**ACTION ITEM:** Your job is to reproduce all of the data exactly.

**SOURCE MATERIAL:**
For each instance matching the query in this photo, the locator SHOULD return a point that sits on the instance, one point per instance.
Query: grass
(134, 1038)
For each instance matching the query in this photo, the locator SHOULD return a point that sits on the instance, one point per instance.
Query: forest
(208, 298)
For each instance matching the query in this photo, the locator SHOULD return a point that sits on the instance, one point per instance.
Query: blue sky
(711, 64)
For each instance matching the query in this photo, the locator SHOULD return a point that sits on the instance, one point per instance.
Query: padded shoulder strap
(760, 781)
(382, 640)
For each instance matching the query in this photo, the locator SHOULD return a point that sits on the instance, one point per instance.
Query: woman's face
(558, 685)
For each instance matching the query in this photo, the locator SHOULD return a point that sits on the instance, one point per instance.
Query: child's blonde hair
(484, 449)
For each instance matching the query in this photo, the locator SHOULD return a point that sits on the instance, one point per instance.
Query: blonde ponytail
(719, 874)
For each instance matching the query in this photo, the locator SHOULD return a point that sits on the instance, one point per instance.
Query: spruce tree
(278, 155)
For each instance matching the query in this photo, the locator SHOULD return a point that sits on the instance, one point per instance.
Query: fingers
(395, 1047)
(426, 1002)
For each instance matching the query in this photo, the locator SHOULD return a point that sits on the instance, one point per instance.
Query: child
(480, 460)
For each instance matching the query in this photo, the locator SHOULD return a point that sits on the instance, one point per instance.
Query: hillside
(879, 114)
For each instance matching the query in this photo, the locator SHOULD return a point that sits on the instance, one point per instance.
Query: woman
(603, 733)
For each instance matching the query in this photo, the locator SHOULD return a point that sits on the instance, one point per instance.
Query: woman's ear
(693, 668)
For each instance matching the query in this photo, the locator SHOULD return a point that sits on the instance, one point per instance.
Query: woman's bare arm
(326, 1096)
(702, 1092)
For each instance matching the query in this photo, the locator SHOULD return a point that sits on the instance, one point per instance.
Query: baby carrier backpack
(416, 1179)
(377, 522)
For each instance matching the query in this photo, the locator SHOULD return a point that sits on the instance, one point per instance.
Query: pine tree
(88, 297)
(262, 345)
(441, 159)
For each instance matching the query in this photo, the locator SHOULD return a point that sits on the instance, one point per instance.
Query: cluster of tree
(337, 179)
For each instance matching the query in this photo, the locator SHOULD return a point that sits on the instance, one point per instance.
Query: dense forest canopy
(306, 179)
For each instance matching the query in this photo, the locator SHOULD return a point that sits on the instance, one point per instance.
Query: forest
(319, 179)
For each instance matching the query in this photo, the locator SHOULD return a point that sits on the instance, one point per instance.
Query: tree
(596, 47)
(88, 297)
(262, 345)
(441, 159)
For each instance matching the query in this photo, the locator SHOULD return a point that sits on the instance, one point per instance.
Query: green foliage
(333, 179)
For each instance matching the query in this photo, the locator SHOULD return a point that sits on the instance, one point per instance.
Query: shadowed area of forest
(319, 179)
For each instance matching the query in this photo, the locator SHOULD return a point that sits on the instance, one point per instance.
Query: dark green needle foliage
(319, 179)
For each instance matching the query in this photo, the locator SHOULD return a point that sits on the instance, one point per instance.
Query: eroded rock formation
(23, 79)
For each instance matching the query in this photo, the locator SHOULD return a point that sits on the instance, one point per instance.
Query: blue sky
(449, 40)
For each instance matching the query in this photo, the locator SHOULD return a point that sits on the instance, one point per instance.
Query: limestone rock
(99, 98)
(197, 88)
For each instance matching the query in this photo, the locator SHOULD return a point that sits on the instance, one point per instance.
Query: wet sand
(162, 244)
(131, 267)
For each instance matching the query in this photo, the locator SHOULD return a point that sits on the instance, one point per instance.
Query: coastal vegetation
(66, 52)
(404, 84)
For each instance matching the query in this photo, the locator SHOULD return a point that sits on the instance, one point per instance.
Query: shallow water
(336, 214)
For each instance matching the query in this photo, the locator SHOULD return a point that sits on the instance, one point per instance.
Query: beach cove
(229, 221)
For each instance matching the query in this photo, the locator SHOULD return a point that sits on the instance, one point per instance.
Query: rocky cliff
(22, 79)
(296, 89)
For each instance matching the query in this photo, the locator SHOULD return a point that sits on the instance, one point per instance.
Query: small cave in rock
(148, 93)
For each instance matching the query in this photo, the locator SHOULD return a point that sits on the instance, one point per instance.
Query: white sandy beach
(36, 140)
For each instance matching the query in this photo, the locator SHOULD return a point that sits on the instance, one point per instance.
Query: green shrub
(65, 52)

**WRITTEN SOLUTION:**
For each instance matching the query in this photo, the locator SHOULD return a point that sits on the instance, one point per instance.
Query: grass
(134, 1038)
For each instance matching the query in this photo, the locator SHOULD return a point that sits on the instance, one point per instance.
Query: forest
(208, 298)
For each instance matching the query in this photo, the locator SHOULD return a point that sits on the instance, one point per instance.
Query: blue sky
(711, 64)
For each instance matching the query in this photo, the locator SHOULD return a point that sits on the instance, one point per instance.
Query: padded shoulder strap
(760, 781)
(382, 640)
For each instance matching the query in this photo, the locator SHOULD return a point that sits on the instance, one point per instance.
Query: woman's face
(558, 685)
For each instance matching the query in this photo, the locator SHOULD return a point that sits on the instance, one point per instance.
Query: child's blonde hair
(484, 449)
For each instance matching the query in this photo, the locator SHOULD return a point that sits on the instance, one point per instance.
Query: blonde ponytail
(719, 874)
For each instance matching the query in this photo, the locator SHOULD return a point that sits on the instance, one point per instance.
Query: spruce tree
(278, 155)
For each instance matching the query in this photo, the locator SHOULD return a point that sits on the instance, one point per instance.
Query: fingers
(395, 1047)
(426, 1002)
For each instance matching the query in this photo, the locator SHOULD return a point that sits on the instance, one point per instance.
Query: child
(480, 460)
For each instance matching the query in this photo, the locator SHOULD return a point that sits on the instance, one point per instance.
Query: hillside
(879, 114)
For each instance matching the query in this photo, the locator SHOULD return a point that sits on the instance, one point per instance.
Query: woman
(603, 733)
For each instance matching the query in this photo, the locator SHOULD return a point that sits on the instance, one point per instance.
Query: woman's ear
(693, 668)
For each instance matching the query in this photo, the locator SHOULD return a point that sits on the instance, one point per instance.
Query: woman's bare arm
(326, 1096)
(702, 1092)
For each instance matching the query in this photo, the locator SHOULD return a point that sits on the instance, one point per instance.
Query: baby carrier backpack
(416, 1179)
(377, 522)
For each instance matching the query in this photo, the locator SHOULD return a point that sits on the instance, one point per instance.
Query: pine tree
(88, 297)
(262, 345)
(441, 159)
For each instance matching the query in this photo, the locator SHOULD return a point that sits on the instance, one point per instance.
Query: cluster of tree
(337, 179)
For each instance matching the query in this photo, the locator SHOULD return a point that sits on the instance, one point per instance.
Query: dense forest canopy
(306, 179)
For each instance matching the query in this photo, the locator SHOULD return a point that sits on the instance, one point per instance.
Query: forest
(319, 179)
For each instance matching the query in this photo, the locator SHOULD return a point that sits on the instance, one point per instance.
Query: tree
(596, 47)
(88, 297)
(262, 345)
(441, 159)
For each instance matching the query in this photo, the locator SHOULD return a point that sits on the instance, one point per instance.
Query: green foliage
(333, 179)
For each instance matching the query in this photo, the locator SHOULD return a point that sits on the instance, one point per instance.
Query: shadowed area of forest
(319, 179)
For each instance matching the query in this photo, the locator SHOULD return a point that sits on the instance, one point per instance.
Query: dark green needle foliage
(319, 179)
For each instance matching the query in this photo, the locator SHOULD return a point that sits on the instance, one point per instance.
Query: eroded rock formation
(23, 79)
For each instance matching the query in this photo, the locator SHOULD return a point that sits on the instance, one point per instance.
Query: blue sky
(449, 40)
For each instance matching the query in this photo, the locator SHOULD return a point that sits on the instance, one point per instance.
Query: limestone rock
(99, 98)
(197, 88)
For each instance matching the query in this photo, the locator SHOULD return a point that sits on the instance, one point per instance.
Query: wet sand
(162, 244)
(131, 267)
For each instance matching the query in this photo, the locator SHOULD return a point that sits on the instance, one point per instance.
Query: coastal vegetation
(66, 52)
(404, 84)
For each instance matching the query in this photo, the locator SHOULD return a point that sits on the instance, one point per instance.
Query: shallow water
(336, 214)
For each instance matching the query in this photo, the locator SHOULD return a point that sits on the instance, one point per instance.
Query: beach cove
(229, 221)
For each instance matching the query in this photo, the locator SHOULD return a point that sits on the instance, one point per instance.
Query: rocky cliff
(22, 79)
(296, 89)
For each instance matching the query in this photo, the locator SHOULD return a point that sits on the instance, one point per instance.
Query: small cave in rock
(148, 93)
For each instance matching the query in this photo, the locator SHOULD return a point that sits on the instance, one point per instance.
Query: white sandy beach
(36, 140)
For each instance matching the query in this photo, the locator SHOULD return a point that sits on the instance, one point per instance.
Query: green shrub
(65, 52)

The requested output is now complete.